In the rule-generation excerpt below, list every rule set joined to form RR.

[START OF Source]

RR = Join[OnRules, ExtRules, BranchRules, ExtRules2, BranchRules2, 
   WaitRules, CollideRules];

Length[RR] == Length[Union@RR]

If it works, it works, and we will now prove that, yes it does.

AbsoluteTiming[ReapData = Reap[iterate[64]];]
RuleAddTimes =  Complement[ReapData[[2, 1, #]], 
    Flatten[ReapData[[2, 1, Range[1, # - 1]]], 1]] & /@ 
  Range[1, Length[ReapData[[2, 1]]]]

Show[ ListPlot[Length /@ RuleAddTimes, AxesOrigin -> {-3, -1}],
 Graphics[Line[{{2^#, 0}, {2^#, 16}}] & /@ Range[6]]]

Rule Generation

The graph shows number of unique rules generated as a function of time, and horizontal lines are placed at time $t=2^n$. After going through three extinctions, we see that no new rules are generated, and take this as good-enough proof of closure of the rule set (purists are complaining, I know, but I also don't really care). Next we check overlap up to time $t=64$:

Function[{nGen}, Complement[
   Flatten[iterate[2^nGen - 1] /. T[x_, y_] :> T[x, y - 1]],
   Union[Flatten[Nest[# /. InflateRep &, T[{0, 0}, 0] /. InflateRep,
         nGen - 1] /.

[END OF Source]
[START OF Record extracts]

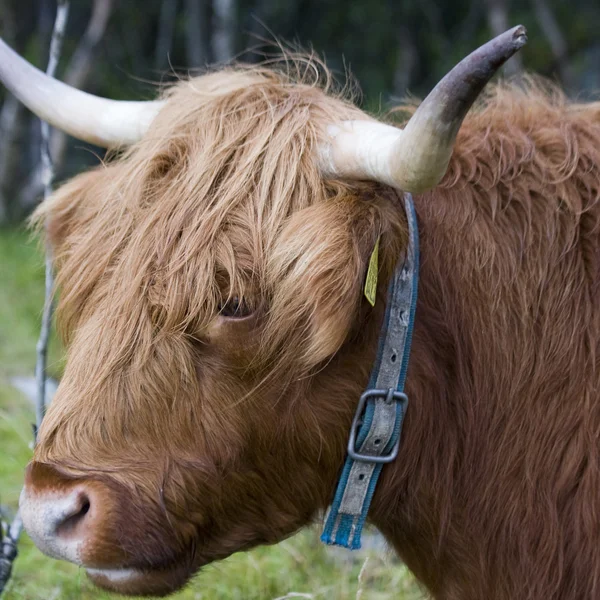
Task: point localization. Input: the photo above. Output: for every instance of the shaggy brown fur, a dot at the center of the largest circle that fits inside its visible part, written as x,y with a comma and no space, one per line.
207,434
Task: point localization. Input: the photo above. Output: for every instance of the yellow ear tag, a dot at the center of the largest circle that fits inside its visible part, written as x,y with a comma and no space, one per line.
372,272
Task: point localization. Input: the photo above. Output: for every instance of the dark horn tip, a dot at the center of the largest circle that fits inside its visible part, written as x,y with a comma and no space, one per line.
519,34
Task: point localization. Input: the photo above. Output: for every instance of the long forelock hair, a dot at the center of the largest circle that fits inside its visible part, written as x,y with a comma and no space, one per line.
223,197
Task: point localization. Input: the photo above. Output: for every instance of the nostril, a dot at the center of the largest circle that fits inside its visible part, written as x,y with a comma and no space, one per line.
73,516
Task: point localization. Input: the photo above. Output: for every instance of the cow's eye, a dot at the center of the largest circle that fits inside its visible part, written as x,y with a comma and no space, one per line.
235,308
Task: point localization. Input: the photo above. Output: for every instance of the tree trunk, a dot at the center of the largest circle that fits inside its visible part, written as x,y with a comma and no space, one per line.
80,67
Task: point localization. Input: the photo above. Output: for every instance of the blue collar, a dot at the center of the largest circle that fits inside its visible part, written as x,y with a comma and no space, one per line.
375,433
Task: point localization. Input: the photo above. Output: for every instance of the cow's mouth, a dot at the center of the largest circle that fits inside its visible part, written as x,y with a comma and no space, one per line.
138,582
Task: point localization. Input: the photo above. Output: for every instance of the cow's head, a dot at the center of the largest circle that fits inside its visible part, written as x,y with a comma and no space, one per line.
210,300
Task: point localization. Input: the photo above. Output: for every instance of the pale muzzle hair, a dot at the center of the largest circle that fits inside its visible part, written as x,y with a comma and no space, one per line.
413,159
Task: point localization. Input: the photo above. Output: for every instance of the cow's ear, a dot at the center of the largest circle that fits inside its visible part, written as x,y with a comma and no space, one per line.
70,209
316,276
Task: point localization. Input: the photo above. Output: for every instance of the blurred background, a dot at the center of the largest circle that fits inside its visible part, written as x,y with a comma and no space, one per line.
392,47
122,49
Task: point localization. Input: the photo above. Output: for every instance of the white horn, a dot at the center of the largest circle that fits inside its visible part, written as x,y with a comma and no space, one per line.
416,158
107,123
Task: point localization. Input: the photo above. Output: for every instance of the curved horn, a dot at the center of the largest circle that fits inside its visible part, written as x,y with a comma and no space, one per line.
416,158
103,122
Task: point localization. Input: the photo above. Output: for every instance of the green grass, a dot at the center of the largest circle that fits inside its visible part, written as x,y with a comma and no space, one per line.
300,567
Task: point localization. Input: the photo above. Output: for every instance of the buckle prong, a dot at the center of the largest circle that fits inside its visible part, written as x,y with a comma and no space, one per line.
390,395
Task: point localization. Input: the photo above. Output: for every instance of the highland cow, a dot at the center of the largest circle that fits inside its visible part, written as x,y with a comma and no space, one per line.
211,302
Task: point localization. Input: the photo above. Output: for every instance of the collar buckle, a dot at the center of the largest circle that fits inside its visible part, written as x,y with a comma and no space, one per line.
388,396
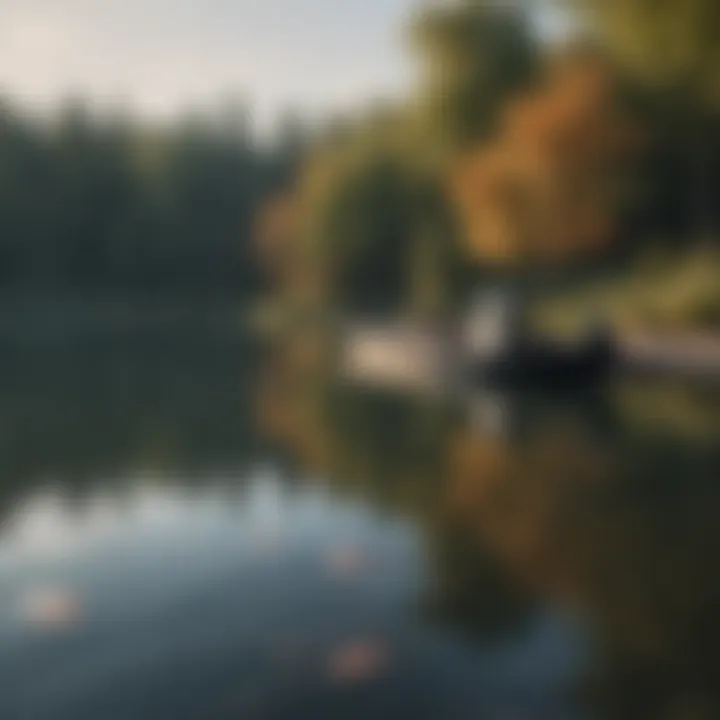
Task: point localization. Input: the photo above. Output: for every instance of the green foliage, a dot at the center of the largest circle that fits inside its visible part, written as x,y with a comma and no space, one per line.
475,56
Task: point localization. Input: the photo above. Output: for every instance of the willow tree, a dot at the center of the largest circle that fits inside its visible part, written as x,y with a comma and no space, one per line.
474,55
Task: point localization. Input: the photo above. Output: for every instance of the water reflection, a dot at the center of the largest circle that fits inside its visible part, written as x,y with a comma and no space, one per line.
603,508
189,529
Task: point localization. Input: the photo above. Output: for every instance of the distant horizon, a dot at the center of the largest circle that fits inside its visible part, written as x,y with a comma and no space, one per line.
159,60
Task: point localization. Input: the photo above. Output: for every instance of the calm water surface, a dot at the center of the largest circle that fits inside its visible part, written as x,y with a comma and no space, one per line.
189,529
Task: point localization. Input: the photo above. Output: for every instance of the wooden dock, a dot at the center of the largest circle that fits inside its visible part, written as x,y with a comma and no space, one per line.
403,355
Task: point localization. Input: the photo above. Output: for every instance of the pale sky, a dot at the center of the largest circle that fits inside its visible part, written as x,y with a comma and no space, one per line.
160,56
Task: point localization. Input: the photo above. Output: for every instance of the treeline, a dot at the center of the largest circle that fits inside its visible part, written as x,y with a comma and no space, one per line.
511,158
113,205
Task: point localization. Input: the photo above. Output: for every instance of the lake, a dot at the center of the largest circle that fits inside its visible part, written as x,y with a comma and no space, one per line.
193,528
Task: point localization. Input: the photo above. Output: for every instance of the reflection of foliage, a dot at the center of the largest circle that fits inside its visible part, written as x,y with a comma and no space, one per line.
578,504
156,405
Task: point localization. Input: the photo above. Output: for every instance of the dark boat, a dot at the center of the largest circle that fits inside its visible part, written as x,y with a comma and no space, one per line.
504,352
543,363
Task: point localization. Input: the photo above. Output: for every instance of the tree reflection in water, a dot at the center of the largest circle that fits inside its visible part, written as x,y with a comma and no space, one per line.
604,506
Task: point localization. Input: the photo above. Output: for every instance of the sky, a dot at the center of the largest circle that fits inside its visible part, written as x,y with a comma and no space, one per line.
160,57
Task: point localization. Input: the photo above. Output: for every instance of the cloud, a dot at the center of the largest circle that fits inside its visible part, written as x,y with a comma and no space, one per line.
161,55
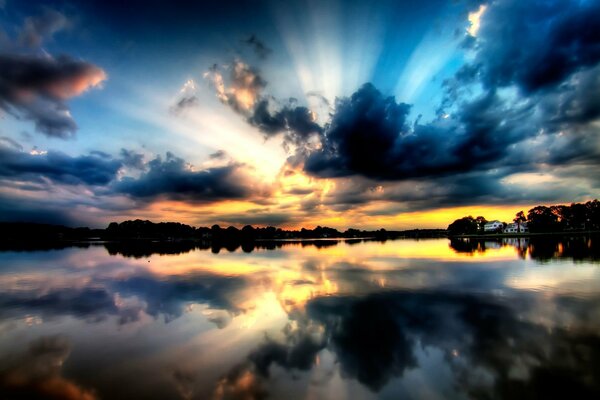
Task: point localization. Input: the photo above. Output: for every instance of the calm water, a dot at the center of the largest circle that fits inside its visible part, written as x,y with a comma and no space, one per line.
323,320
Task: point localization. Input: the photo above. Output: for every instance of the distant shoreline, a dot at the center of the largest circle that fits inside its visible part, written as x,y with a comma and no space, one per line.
523,235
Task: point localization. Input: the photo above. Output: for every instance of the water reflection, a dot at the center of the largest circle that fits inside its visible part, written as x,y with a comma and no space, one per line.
400,319
543,248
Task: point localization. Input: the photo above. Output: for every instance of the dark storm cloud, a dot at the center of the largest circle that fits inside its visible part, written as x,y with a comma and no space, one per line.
38,28
242,89
36,87
173,178
548,52
40,211
369,135
259,217
537,44
130,158
257,45
296,122
58,167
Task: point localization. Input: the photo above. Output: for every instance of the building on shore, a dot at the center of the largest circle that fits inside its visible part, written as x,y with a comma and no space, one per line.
516,228
493,226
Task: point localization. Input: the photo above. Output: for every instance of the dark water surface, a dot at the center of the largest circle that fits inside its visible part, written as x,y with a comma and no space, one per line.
430,319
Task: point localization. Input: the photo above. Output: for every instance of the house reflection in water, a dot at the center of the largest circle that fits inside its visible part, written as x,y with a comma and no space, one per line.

[END OF Record extracts]

Written response. OnRules, ExtRules, BranchRules, ExtRules2, BranchRules2, WaitRules, CollideRules